▶ _Work instruction_: Give again, word for word, each line of the data from the first through the one containing "positive clicks: (102, 255)". Pictures stay out.

(Stored records)
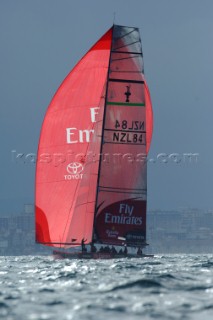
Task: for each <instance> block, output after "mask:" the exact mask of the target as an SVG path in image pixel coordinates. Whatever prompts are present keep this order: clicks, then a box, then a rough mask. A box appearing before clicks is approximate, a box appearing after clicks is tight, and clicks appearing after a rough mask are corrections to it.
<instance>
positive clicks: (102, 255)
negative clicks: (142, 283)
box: [53, 250, 154, 260]
mask: <svg viewBox="0 0 213 320" xmlns="http://www.w3.org/2000/svg"><path fill="white" fill-rule="evenodd" d="M53 256H54V258H55V259H70V260H72V259H86V260H90V259H121V258H140V259H141V258H153V257H154V255H152V254H142V255H135V254H126V255H125V254H119V253H116V254H113V253H107V252H94V253H93V252H77V253H76V252H65V251H57V250H54V251H53Z"/></svg>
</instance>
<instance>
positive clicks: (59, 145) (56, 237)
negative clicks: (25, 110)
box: [35, 29, 112, 247]
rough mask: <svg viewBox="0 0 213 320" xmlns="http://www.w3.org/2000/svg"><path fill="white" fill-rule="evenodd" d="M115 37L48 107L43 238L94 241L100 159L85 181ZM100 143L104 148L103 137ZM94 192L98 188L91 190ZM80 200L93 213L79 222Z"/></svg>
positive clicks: (37, 200)
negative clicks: (96, 200) (77, 203)
mask: <svg viewBox="0 0 213 320" xmlns="http://www.w3.org/2000/svg"><path fill="white" fill-rule="evenodd" d="M111 41H112V29H110V30H109V31H108V32H107V33H106V34H105V35H104V36H103V37H102V38H101V39H100V40H99V41H98V42H97V43H96V44H95V45H94V46H93V47H92V48H91V49H90V50H89V51H88V52H87V54H86V55H85V56H84V57H83V58H82V59H81V60H80V62H79V63H78V64H77V65H76V66H75V68H74V69H73V70H72V71H71V72H70V73H69V75H68V76H67V77H66V78H65V80H64V81H63V83H62V84H61V86H60V87H59V89H58V91H57V92H56V94H55V96H54V97H53V99H52V101H51V103H50V105H49V107H48V110H47V113H46V116H45V119H44V122H43V126H42V130H41V135H40V142H39V147H38V157H37V168H36V201H35V202H36V241H37V242H40V243H43V244H46V245H51V246H56V247H57V246H64V245H65V244H69V243H73V244H74V245H75V244H79V243H80V242H81V240H82V238H84V239H86V240H87V241H86V243H89V242H90V241H91V239H92V224H93V217H94V205H95V194H96V184H97V170H98V162H96V166H93V167H92V169H93V172H92V173H93V175H95V174H96V178H93V179H91V181H90V184H88V185H86V186H85V187H81V182H82V178H83V175H84V171H85V170H86V169H85V168H86V167H87V161H89V160H88V159H85V154H87V151H88V148H89V144H90V141H91V140H92V139H93V134H94V125H95V122H96V121H97V114H98V112H99V111H101V110H100V109H101V108H103V92H104V88H105V85H106V79H107V72H108V65H109V55H110V48H111ZM100 113H101V112H100ZM98 144H99V148H100V139H99V141H97V142H96V145H97V147H98ZM89 190H94V192H92V193H90V194H89ZM77 198H78V201H79V199H80V200H81V203H87V205H86V210H87V213H84V215H81V216H79V217H78V219H77V220H78V226H76V225H75V221H76V217H75V214H76V205H77ZM88 202H89V205H88ZM85 214H86V217H87V219H86V220H84V216H85ZM71 225H72V230H70V226H71ZM71 231H72V232H71ZM70 232H71V233H70Z"/></svg>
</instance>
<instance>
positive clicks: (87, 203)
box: [79, 80, 106, 240]
mask: <svg viewBox="0 0 213 320" xmlns="http://www.w3.org/2000/svg"><path fill="white" fill-rule="evenodd" d="M105 89H106V80H105V82H104V85H103V89H102V94H101V99H100V102H99V105H98V106H99V113H98V116H100V114H101V111H100V109H101V107H102V106H103V105H104V104H105V97H104V94H103V93H104V92H105ZM96 123H97V122H94V123H93V129H95V124H96ZM94 132H95V130H94ZM96 137H97V135H96ZM89 145H91V143H88V148H89ZM90 175H92V173H91V167H90ZM95 175H97V174H95ZM90 186H91V179H90V184H89V188H90ZM88 198H89V192H88V193H87V204H88V203H94V209H93V211H95V201H90V202H89V201H88ZM79 206H80V205H79ZM87 212H88V211H87V208H86V212H85V215H86V213H87ZM86 222H87V215H86V219H85V224H84V230H85V226H86ZM92 237H93V230H92ZM91 240H92V239H91Z"/></svg>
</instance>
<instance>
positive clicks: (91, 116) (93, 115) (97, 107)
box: [90, 107, 99, 122]
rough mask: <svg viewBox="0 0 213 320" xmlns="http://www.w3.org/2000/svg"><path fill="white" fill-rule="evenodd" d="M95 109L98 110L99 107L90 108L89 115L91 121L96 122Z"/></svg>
mask: <svg viewBox="0 0 213 320" xmlns="http://www.w3.org/2000/svg"><path fill="white" fill-rule="evenodd" d="M96 110H99V108H98V107H95V108H90V115H91V121H92V122H96V120H95V115H96V114H98V112H96Z"/></svg>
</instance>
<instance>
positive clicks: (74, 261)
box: [0, 255, 213, 320]
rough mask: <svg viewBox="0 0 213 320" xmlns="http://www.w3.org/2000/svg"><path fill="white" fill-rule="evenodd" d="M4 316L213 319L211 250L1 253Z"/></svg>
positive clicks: (97, 319) (2, 287)
mask: <svg viewBox="0 0 213 320" xmlns="http://www.w3.org/2000/svg"><path fill="white" fill-rule="evenodd" d="M0 319H7V320H10V319H20V320H25V319H32V320H33V319H51V320H54V319H57V320H59V319H60V320H69V319H80V320H84V319H97V320H102V319H104V320H105V319H110V320H113V319H122V320H125V319H130V320H133V319H202V320H210V319H211V320H212V319H213V255H199V256H196V255H190V256H189V255H170V256H167V255H161V256H156V257H155V258H143V259H120V260H98V261H95V260H90V261H86V260H79V261H77V260H72V261H71V260H53V258H52V257H27V256H22V257H0Z"/></svg>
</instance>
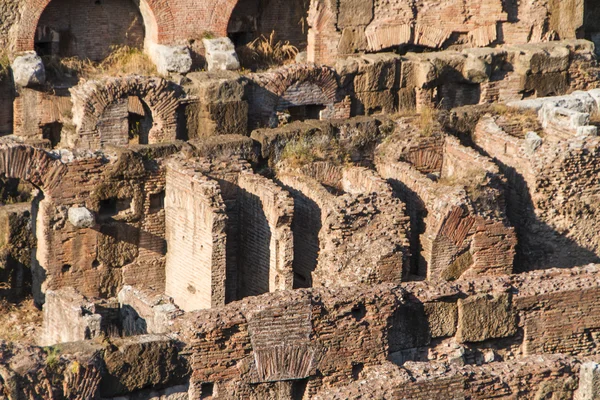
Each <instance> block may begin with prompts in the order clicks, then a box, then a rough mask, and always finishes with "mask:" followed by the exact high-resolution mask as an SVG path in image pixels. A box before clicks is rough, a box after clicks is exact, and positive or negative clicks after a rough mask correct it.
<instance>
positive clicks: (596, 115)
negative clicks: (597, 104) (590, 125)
mask: <svg viewBox="0 0 600 400" xmlns="http://www.w3.org/2000/svg"><path fill="white" fill-rule="evenodd" d="M590 124H591V125H596V126H600V109H598V108H596V109H594V111H593V112H592V113H591V114H590Z"/></svg>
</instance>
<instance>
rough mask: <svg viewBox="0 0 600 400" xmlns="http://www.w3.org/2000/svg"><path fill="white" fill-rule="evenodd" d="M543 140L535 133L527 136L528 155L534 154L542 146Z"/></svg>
mask: <svg viewBox="0 0 600 400" xmlns="http://www.w3.org/2000/svg"><path fill="white" fill-rule="evenodd" d="M542 143H543V140H542V138H541V137H540V136H539V135H538V134H537V133H535V132H527V133H526V134H525V150H526V151H527V153H528V154H533V153H535V151H536V150H537V149H539V148H540V146H541V145H542Z"/></svg>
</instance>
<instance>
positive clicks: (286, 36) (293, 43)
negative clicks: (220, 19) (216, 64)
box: [227, 0, 310, 50]
mask: <svg viewBox="0 0 600 400" xmlns="http://www.w3.org/2000/svg"><path fill="white" fill-rule="evenodd" d="M309 4H310V2H309V1H302V0H293V1H287V2H283V1H268V0H267V1H265V0H262V1H253V0H239V1H238V2H237V5H236V6H235V9H234V10H233V12H232V14H231V18H230V19H229V24H228V26H227V33H228V35H229V37H230V38H232V40H233V42H234V43H235V44H237V45H244V44H246V43H248V42H250V41H252V40H254V39H255V38H257V37H260V36H261V35H264V36H265V37H269V35H270V34H271V33H272V32H274V35H275V40H277V41H279V40H281V41H285V42H289V43H290V44H291V45H293V46H296V47H297V48H298V49H300V50H303V49H305V48H306V34H307V30H308V27H307V26H306V14H307V12H308V5H309ZM284 26H285V27H287V28H286V29H282V27H284Z"/></svg>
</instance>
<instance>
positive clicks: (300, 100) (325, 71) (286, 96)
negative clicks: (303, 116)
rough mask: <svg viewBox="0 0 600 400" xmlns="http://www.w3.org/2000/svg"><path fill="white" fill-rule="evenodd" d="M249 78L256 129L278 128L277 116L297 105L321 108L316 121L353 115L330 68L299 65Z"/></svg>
mask: <svg viewBox="0 0 600 400" xmlns="http://www.w3.org/2000/svg"><path fill="white" fill-rule="evenodd" d="M250 79H251V81H250V85H249V88H248V92H247V96H248V102H249V106H250V108H249V111H250V114H249V116H250V122H251V126H253V127H255V126H257V125H261V126H271V127H277V126H278V125H279V120H278V114H281V113H283V112H284V111H289V109H290V108H291V107H298V106H313V105H316V106H322V107H323V110H321V111H320V113H319V116H318V118H313V119H334V118H347V117H349V116H350V109H349V103H348V100H347V99H346V100H345V99H344V98H343V97H341V96H340V95H341V93H340V91H339V85H338V81H337V77H336V75H335V73H334V71H333V70H332V69H331V68H328V67H324V66H322V67H317V66H313V65H302V64H296V65H290V66H285V67H281V68H278V69H274V70H271V71H268V72H264V73H257V74H253V75H251V76H250Z"/></svg>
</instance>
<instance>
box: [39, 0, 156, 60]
mask: <svg viewBox="0 0 600 400" xmlns="http://www.w3.org/2000/svg"><path fill="white" fill-rule="evenodd" d="M144 36H145V27H144V20H143V18H142V14H141V13H140V9H139V7H138V6H137V5H136V4H135V3H134V2H133V1H132V0H85V1H80V0H52V1H51V2H50V4H48V6H47V7H46V8H45V10H44V12H43V13H42V15H41V17H40V19H39V21H38V24H37V28H36V34H35V42H34V43H35V50H36V51H37V53H38V54H39V55H41V56H44V55H57V56H60V57H72V56H77V57H79V58H82V59H88V58H89V59H91V60H94V61H99V60H102V59H103V58H105V57H106V56H107V55H108V54H110V52H111V48H112V47H113V46H115V45H125V46H129V47H135V48H141V47H143V45H144Z"/></svg>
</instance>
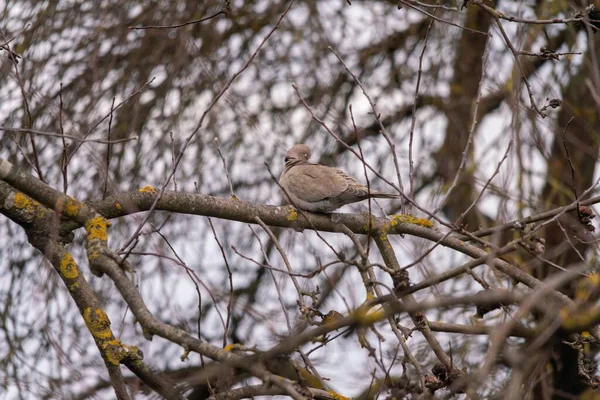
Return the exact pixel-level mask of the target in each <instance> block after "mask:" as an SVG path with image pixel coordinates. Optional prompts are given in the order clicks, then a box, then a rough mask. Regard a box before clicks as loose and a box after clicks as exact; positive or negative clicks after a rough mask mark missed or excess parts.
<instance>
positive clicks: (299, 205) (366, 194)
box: [279, 144, 400, 213]
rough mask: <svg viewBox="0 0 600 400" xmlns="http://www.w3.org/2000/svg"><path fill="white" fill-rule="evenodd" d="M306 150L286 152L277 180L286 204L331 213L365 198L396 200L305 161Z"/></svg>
mask: <svg viewBox="0 0 600 400" xmlns="http://www.w3.org/2000/svg"><path fill="white" fill-rule="evenodd" d="M310 155H311V151H310V148H309V147H308V146H306V145H304V144H296V145H294V146H293V147H292V148H291V149H289V150H288V152H287V154H286V157H285V167H284V169H283V172H282V173H281V176H280V177H279V185H280V186H281V188H282V191H283V197H284V199H285V200H286V201H287V203H288V204H291V205H293V206H294V207H297V208H299V209H302V210H305V211H311V212H318V213H331V212H332V211H333V210H336V209H338V208H340V207H342V206H345V205H346V204H350V203H356V202H358V201H362V200H366V199H369V198H381V199H398V198H400V196H399V195H397V194H393V193H384V192H378V191H376V190H370V189H369V188H368V187H367V186H365V185H363V184H362V183H360V182H359V181H357V180H356V179H354V178H352V177H351V176H349V175H348V174H346V173H345V172H344V171H342V170H340V169H337V168H333V167H328V166H326V165H320V164H313V163H311V162H309V161H308V160H309V158H310Z"/></svg>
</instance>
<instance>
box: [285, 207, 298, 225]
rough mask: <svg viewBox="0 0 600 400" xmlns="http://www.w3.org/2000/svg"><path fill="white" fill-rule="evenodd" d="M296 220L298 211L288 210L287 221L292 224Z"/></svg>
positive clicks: (291, 209)
mask: <svg viewBox="0 0 600 400" xmlns="http://www.w3.org/2000/svg"><path fill="white" fill-rule="evenodd" d="M297 219H298V211H296V209H295V208H290V212H289V213H288V215H287V220H288V221H290V222H294V221H296V220H297Z"/></svg>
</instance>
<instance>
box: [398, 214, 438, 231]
mask: <svg viewBox="0 0 600 400" xmlns="http://www.w3.org/2000/svg"><path fill="white" fill-rule="evenodd" d="M390 221H391V224H392V226H396V225H398V224H399V223H402V224H413V225H419V226H422V227H424V228H433V222H431V221H430V220H428V219H427V218H418V217H413V216H412V215H408V214H396V215H392V216H391V217H390Z"/></svg>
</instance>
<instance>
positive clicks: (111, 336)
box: [83, 307, 112, 339]
mask: <svg viewBox="0 0 600 400" xmlns="http://www.w3.org/2000/svg"><path fill="white" fill-rule="evenodd" d="M83 320H84V321H85V324H86V325H87V327H88V329H89V331H90V333H91V334H92V336H94V337H95V338H96V339H109V338H111V337H112V332H111V331H110V319H108V315H106V313H105V312H104V311H103V310H102V309H101V308H96V309H92V308H91V307H88V308H86V309H85V310H83Z"/></svg>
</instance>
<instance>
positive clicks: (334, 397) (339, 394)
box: [327, 390, 350, 400]
mask: <svg viewBox="0 0 600 400" xmlns="http://www.w3.org/2000/svg"><path fill="white" fill-rule="evenodd" d="M327 393H329V395H330V396H331V397H332V398H333V399H335V400H350V398H349V397H344V396H342V395H341V394H339V393H337V392H334V391H333V390H328V391H327Z"/></svg>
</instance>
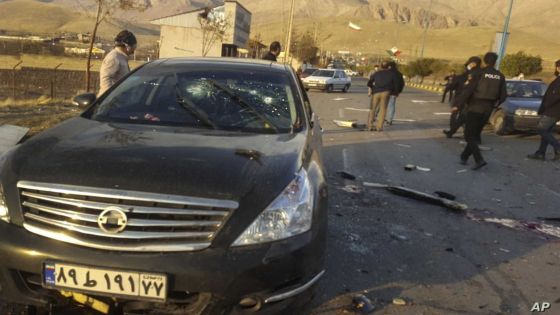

▶ _Written answer_:
Task: for each <instance> block, output after "mask:" the exact mask of the target as an SVG path in image pixel coordinates. Whatever prompts are present keep this order: clicks, then a box, then a rough mask. A box appearing before clicks is approximate, a box appearing after clicks is tight, and clicks appearing after a rough mask are corrections to it.
<instance>
positive clicks: (102, 255)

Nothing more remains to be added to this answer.